● Stated goal: In the records below, convert the lines from the one containing "Find the rolling" through the one containing "x=26, y=181", inclusive, into a Markdown table with a Row column for the line's position in that stretch and an Entry column for its text, omitting any blank lines. Include no other lines.

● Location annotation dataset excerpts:
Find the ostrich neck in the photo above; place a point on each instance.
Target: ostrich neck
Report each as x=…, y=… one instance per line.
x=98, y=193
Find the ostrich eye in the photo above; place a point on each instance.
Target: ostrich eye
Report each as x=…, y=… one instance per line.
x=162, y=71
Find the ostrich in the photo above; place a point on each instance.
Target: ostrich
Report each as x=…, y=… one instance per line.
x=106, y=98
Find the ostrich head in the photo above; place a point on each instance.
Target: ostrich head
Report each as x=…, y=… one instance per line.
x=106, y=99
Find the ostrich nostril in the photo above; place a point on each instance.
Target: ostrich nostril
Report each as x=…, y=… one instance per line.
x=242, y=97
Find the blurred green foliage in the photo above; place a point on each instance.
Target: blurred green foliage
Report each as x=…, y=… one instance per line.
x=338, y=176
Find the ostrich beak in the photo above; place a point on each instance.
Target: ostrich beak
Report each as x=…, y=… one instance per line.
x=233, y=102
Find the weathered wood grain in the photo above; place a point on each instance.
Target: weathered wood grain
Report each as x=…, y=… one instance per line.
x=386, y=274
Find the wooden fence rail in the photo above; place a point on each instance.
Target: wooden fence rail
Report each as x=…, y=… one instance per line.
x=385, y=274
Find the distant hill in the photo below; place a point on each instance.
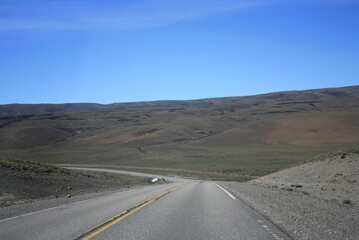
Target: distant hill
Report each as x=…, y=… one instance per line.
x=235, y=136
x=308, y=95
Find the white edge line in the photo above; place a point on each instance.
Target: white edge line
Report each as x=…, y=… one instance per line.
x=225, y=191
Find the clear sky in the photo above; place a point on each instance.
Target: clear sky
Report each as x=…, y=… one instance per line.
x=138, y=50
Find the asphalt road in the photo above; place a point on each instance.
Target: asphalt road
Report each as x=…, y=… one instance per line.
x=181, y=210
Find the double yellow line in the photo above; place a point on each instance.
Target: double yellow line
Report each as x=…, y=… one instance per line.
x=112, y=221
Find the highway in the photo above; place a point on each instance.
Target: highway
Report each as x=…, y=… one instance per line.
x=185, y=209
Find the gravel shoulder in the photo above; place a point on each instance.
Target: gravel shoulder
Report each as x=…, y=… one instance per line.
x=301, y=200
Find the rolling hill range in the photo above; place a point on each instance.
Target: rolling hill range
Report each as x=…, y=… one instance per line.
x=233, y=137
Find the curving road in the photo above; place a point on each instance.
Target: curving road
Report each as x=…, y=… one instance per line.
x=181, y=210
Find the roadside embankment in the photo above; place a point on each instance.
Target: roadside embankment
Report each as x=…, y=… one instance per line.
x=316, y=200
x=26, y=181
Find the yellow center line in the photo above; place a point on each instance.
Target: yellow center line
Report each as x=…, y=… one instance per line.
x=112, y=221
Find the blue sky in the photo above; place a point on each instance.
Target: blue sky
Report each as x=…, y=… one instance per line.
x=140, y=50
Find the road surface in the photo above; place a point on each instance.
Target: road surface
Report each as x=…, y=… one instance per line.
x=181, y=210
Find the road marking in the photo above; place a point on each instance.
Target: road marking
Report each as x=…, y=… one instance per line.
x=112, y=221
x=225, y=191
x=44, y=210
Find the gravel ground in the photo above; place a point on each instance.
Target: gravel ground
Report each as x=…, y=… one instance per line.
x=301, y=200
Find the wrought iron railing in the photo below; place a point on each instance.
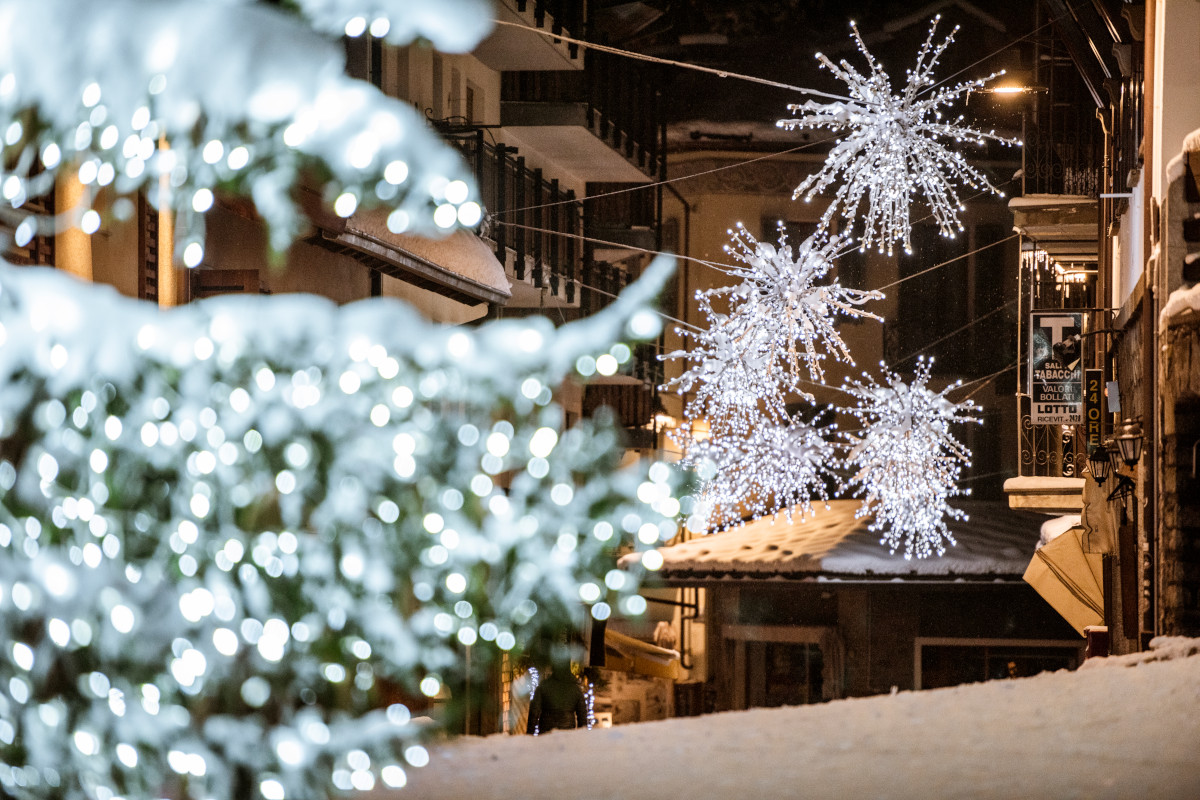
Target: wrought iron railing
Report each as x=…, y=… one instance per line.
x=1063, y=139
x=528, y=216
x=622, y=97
...
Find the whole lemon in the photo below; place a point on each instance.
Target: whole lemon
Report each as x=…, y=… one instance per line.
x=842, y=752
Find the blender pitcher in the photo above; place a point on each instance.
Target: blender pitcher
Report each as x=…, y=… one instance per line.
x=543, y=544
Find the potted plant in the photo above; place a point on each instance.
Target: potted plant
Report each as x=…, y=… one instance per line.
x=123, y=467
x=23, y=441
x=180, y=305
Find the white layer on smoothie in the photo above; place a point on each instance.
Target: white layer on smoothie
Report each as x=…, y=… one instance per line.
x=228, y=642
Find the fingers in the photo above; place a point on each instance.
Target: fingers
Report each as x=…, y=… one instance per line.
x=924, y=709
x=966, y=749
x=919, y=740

● Written reply:
| Row | Entry |
|---|---|
| 1 | Find the rolling hill range in the photo above; place a point on each instance. |
| 2 | Target: rolling hill range |
| 3 | Report each as x=…, y=… one instance per line. |
| 4 | x=233, y=137 |
| 5 | Find the curving road in the photo above; place a point on each instance. |
| 6 | Target: curving road |
| 7 | Report each as x=…, y=… one instance per line. |
| 8 | x=181, y=210 |
| 9 | Find the roadside embankment in the photo above; place a point on each instance. |
| 10 | Target: roadside embankment |
| 11 | Report each as x=…, y=… one instance per line. |
| 12 | x=316, y=200 |
| 13 | x=26, y=181 |